■ What to do:
**a.** According to the passage on AI training data, how many people speak Breton on a daily basis?
**b.** For each statement below, say whether it agrees with the passage on AI training data, and quote the words of the passage that settle it: (i) The speaker's mother's family comes from Brittany. (ii) Breton was spoken in the speaker's family until the great-grandfather. (iii) Much of the French National Library is digitized and available for training.
**c.** Rewrite the passage on AI training data from "It could be" to "to get that?", changing "Breton" to "Cornish".

■ Text provided:
↓

Okay. Outside of all of those legal questions, if you have this vision that AI is going to be the repository of all human knowledge, then all human knowledge has to be available to train those models, right? And most of it is either not digitized or digitized but not available publicly. And it's not necessarily copyrighted material.
It could be the entire content of the French National Library, a lot of which is digitized but not available for training. So I'm not, this is, I was not necessarily talking about copyrighted work in that case. It's more like, you know, if you are in, so I'm from, my family, my father's family is from Brittany, okay, the western part of France, right?
The traditional language spoken there, which was spoken until my great-grandfather, is Breton. Breton is disappearing. There is something like 30,000 people speaking it on a daily basis, which is very small. If you want future LLMs to speak Breton, there needs to be enough training data in Breton. Where are you going to get that?

↑

■ Dataset records:
↓

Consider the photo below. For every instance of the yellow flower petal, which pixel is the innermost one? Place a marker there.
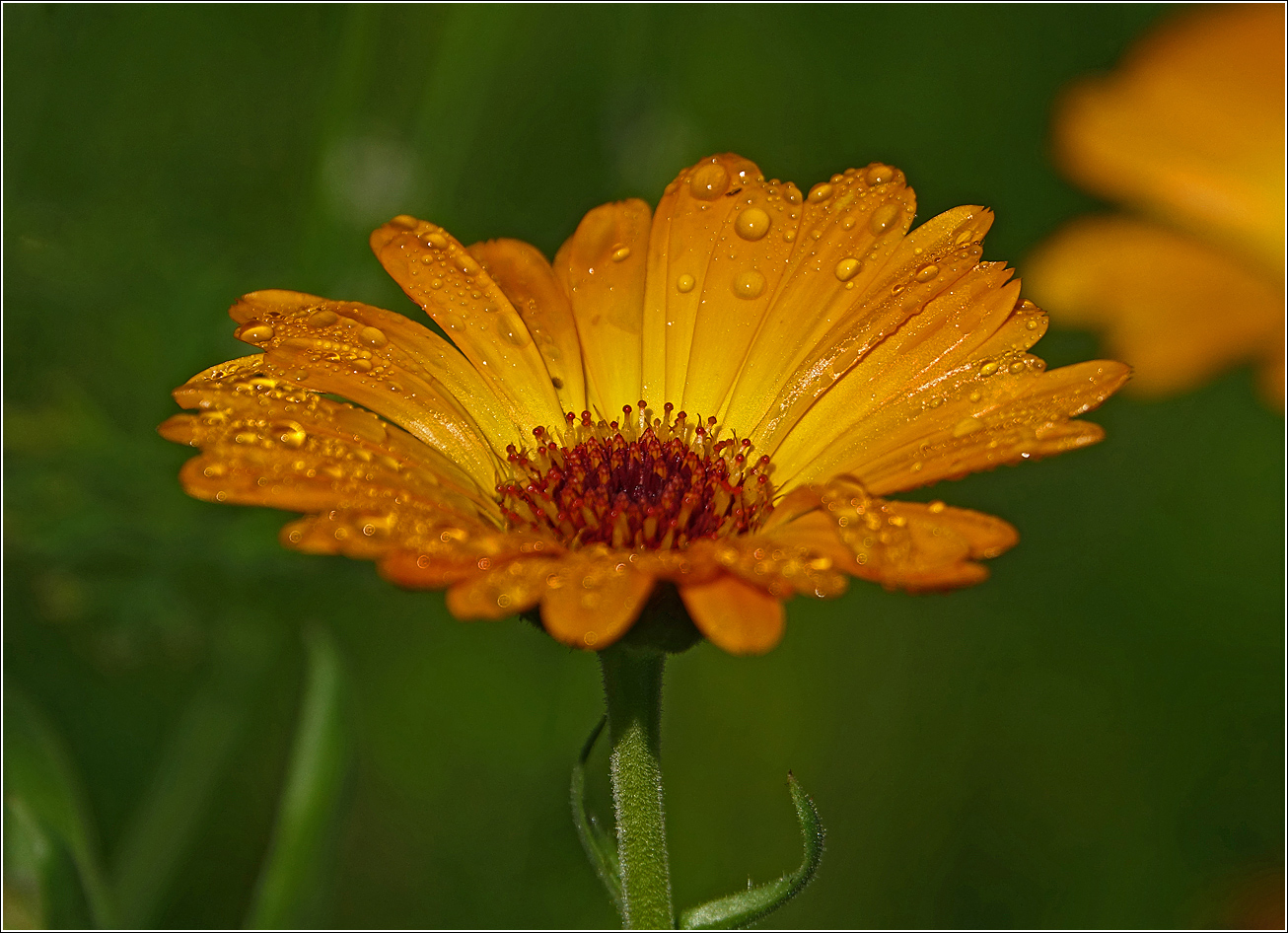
(593, 602)
(736, 616)
(913, 545)
(442, 277)
(723, 248)
(602, 269)
(1190, 128)
(1177, 310)
(533, 288)
(914, 269)
(386, 362)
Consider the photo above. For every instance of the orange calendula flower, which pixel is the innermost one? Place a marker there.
(719, 394)
(1189, 133)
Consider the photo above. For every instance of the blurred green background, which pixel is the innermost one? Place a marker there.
(1091, 739)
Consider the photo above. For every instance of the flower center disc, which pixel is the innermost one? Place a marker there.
(640, 482)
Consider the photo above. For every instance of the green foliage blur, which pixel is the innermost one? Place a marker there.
(205, 730)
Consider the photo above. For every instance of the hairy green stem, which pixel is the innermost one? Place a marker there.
(632, 688)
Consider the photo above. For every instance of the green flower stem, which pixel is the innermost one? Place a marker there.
(632, 688)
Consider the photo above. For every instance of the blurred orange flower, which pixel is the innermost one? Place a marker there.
(718, 395)
(1187, 134)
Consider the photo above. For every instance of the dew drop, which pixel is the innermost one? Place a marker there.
(848, 269)
(883, 218)
(749, 284)
(820, 192)
(752, 223)
(256, 332)
(512, 330)
(708, 181)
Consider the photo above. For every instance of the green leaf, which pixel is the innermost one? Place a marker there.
(746, 907)
(44, 798)
(601, 848)
(311, 797)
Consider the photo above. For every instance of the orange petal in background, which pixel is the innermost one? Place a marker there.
(1177, 310)
(602, 269)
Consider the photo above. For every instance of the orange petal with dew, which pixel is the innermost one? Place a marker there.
(442, 277)
(1190, 128)
(681, 241)
(384, 362)
(910, 272)
(1173, 307)
(731, 232)
(504, 591)
(602, 268)
(736, 616)
(533, 288)
(913, 545)
(592, 604)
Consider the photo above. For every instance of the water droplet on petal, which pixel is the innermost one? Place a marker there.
(256, 332)
(883, 218)
(749, 284)
(846, 269)
(322, 319)
(708, 181)
(752, 223)
(820, 192)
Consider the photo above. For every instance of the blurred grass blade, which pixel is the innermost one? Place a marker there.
(601, 848)
(746, 907)
(40, 784)
(306, 816)
(169, 816)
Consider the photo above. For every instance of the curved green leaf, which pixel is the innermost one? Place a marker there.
(746, 907)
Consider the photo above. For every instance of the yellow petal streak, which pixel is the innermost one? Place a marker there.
(602, 268)
(533, 288)
(735, 616)
(442, 277)
(592, 604)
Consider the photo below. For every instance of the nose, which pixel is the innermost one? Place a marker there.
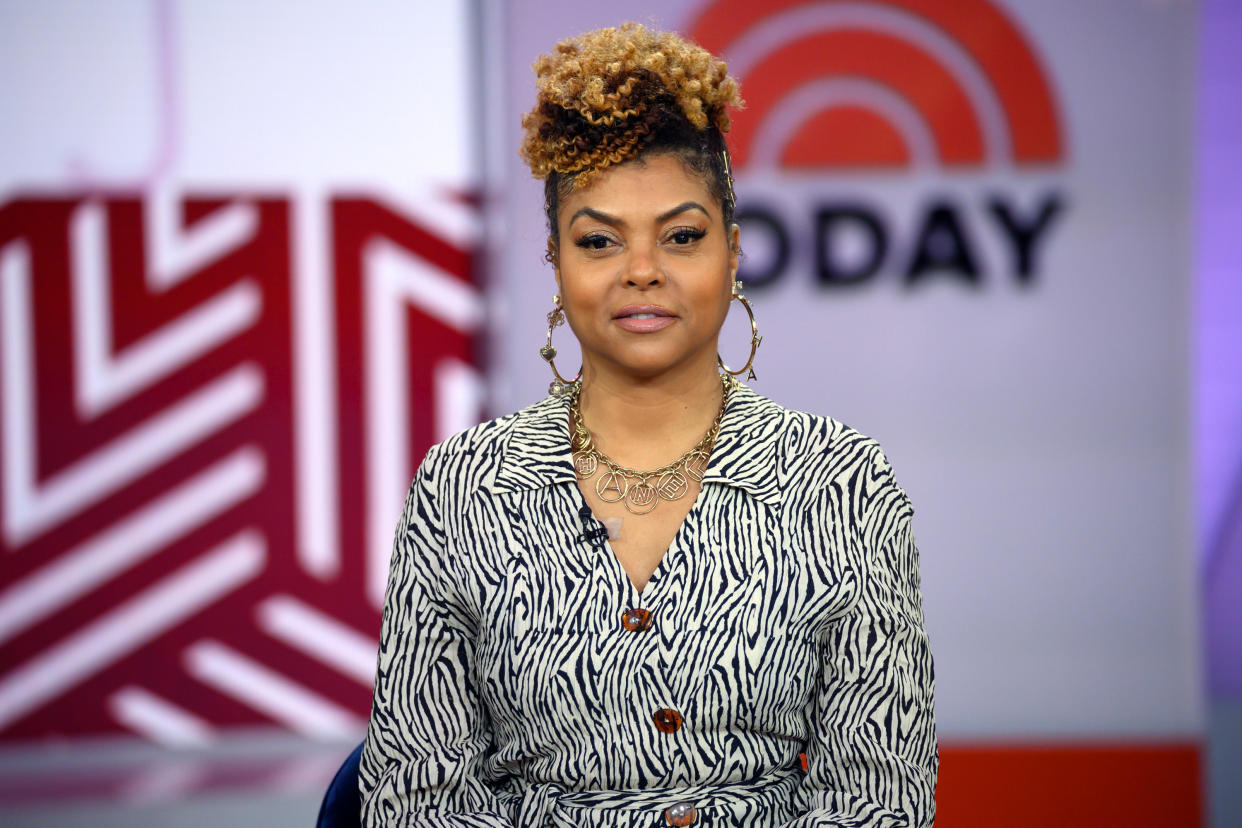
(642, 270)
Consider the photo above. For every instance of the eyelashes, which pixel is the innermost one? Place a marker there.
(679, 237)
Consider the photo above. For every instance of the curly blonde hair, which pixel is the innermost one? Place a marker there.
(614, 94)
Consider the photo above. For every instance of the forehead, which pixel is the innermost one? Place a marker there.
(646, 185)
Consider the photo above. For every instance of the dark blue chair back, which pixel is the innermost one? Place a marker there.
(342, 806)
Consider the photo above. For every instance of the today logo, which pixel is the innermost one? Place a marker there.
(873, 134)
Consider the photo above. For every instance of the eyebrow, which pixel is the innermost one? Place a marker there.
(620, 222)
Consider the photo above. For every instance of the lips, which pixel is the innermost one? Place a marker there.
(643, 318)
(642, 310)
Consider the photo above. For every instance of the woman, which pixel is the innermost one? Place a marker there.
(743, 644)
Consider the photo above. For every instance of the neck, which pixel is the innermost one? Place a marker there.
(647, 422)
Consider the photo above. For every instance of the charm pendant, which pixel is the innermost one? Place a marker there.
(611, 487)
(672, 486)
(641, 498)
(585, 464)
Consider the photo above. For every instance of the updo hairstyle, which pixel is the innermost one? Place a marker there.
(620, 93)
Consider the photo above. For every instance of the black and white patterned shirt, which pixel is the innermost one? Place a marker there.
(785, 627)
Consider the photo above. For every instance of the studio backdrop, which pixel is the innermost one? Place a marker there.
(255, 258)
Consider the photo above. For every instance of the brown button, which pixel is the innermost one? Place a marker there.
(667, 720)
(679, 814)
(635, 620)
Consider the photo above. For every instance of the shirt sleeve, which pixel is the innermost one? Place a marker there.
(872, 757)
(429, 729)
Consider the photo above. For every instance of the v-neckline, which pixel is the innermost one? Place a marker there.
(662, 566)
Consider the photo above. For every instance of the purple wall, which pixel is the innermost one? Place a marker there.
(1219, 348)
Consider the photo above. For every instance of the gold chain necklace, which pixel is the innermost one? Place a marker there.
(641, 495)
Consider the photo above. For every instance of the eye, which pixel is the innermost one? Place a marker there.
(594, 241)
(686, 236)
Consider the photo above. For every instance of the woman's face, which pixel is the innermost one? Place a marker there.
(645, 237)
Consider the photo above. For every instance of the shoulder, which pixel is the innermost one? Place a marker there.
(473, 453)
(819, 446)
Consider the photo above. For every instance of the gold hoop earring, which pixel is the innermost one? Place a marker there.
(755, 339)
(559, 385)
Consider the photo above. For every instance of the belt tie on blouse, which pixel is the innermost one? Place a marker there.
(545, 805)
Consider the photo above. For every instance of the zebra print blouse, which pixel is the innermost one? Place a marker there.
(784, 677)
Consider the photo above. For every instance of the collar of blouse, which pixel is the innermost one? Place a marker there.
(745, 454)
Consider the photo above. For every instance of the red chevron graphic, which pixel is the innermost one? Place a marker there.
(163, 571)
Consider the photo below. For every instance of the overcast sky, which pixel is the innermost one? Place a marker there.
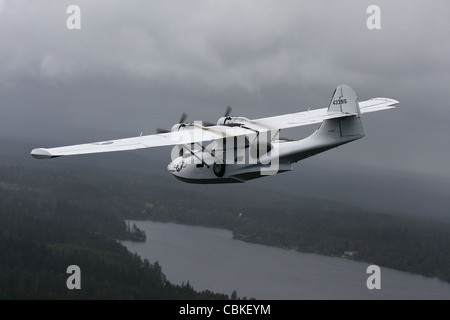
(137, 65)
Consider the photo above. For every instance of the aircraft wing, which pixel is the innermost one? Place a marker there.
(205, 134)
(142, 142)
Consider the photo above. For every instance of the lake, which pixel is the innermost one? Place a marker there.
(211, 259)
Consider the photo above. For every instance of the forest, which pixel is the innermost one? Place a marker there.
(52, 214)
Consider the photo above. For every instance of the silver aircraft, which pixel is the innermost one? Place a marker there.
(238, 149)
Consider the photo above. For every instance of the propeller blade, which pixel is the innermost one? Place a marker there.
(208, 124)
(159, 130)
(183, 117)
(228, 111)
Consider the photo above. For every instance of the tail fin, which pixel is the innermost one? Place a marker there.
(344, 100)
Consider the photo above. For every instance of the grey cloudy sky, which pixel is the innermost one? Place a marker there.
(137, 65)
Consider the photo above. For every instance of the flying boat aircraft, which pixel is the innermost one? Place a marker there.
(237, 149)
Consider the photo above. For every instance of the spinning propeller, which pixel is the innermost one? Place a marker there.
(205, 123)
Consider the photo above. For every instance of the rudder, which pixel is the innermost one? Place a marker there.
(344, 100)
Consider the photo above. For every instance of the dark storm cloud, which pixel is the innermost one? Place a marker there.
(136, 65)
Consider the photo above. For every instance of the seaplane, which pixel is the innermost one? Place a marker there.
(237, 149)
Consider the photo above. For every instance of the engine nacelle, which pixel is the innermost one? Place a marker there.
(182, 126)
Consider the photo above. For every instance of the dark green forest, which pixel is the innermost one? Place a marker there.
(53, 215)
(50, 220)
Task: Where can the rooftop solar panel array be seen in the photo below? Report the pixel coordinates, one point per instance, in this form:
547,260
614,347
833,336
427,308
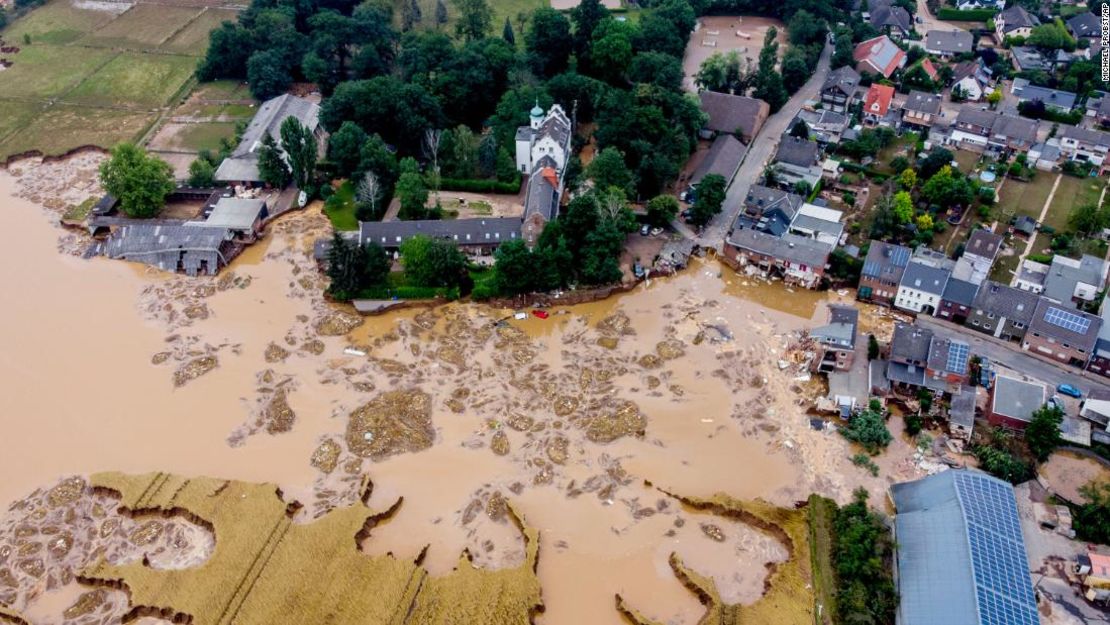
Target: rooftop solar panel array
958,358
1067,320
1003,590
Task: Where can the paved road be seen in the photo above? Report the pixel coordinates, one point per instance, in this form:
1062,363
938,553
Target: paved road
760,151
1011,355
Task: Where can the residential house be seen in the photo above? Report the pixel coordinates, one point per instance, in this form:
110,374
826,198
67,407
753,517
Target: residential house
797,160
795,259
879,56
475,237
920,109
241,168
948,43
1085,26
1072,282
543,150
1096,409
957,301
1062,334
1026,59
979,254
1013,402
838,92
836,341
909,356
825,125
1025,91
1031,276
883,271
819,223
724,159
877,104
960,554
734,114
921,288
1086,145
947,369
961,414
1015,21
971,78
1001,311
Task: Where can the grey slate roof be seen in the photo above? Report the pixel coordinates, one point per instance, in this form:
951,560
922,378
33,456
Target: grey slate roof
844,79
734,113
960,292
984,243
243,163
961,557
1062,276
1017,399
886,261
1080,339
1085,24
1051,97
1006,301
490,231
787,248
925,278
797,151
724,159
922,102
910,343
948,41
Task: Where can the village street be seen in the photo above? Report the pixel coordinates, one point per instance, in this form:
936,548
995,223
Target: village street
759,152
1011,355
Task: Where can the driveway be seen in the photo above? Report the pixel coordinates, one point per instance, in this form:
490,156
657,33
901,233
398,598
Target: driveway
1011,355
759,152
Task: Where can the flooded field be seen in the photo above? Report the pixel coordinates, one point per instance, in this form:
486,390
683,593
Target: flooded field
582,422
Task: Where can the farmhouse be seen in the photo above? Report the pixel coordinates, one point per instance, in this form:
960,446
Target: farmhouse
1012,402
242,165
734,114
959,542
839,89
879,56
948,43
883,272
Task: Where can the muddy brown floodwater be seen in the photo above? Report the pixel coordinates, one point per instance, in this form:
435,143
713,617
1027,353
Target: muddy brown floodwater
579,420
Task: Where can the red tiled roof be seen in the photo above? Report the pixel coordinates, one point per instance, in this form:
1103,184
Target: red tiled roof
878,99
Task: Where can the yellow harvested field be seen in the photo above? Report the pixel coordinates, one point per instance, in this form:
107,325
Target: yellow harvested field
789,597
268,568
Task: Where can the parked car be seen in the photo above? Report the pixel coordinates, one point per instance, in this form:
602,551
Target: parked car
1069,390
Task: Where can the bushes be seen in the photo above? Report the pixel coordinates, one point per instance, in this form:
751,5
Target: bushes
478,185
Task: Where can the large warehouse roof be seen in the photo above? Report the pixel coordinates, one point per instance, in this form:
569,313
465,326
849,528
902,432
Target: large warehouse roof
961,558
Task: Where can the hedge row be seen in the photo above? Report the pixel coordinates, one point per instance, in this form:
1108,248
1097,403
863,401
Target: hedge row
968,16
480,185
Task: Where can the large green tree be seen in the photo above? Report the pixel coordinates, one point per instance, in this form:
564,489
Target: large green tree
139,181
300,147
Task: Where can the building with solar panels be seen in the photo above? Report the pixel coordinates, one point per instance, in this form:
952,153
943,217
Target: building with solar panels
1063,334
961,558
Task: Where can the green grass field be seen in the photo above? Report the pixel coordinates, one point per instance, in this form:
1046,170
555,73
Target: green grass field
101,77
143,27
134,79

↑

■ Exercise solutions:
**a.** Something like 30,000 people.

**b.**
(i) No: "my father's family is from Brittany"
(ii) Yes: "which was spoken until my great-grandfather"
(iii) No: "a lot of which is digitized but not available for training"

**c.**
It could be the entire content of the French National Library, a lot of which is digitized but not available for training. So I'm not, this is, I was not necessarily talking about copyrighted work in that case. It's more like, you know, if you are in, so I'm from, my family, my father's family is from Brittany, okay, the western part of France, right?
The traditional language spoken there, which was spoken until my great-grandfather, is Cornish. Cornish is disappearing. There is something like 30,000 people speaking it on a daily basis, which is very small. If you want future LLMs to speak Cornish, there needs to be enough training data in Cornish. Where are you going to get that?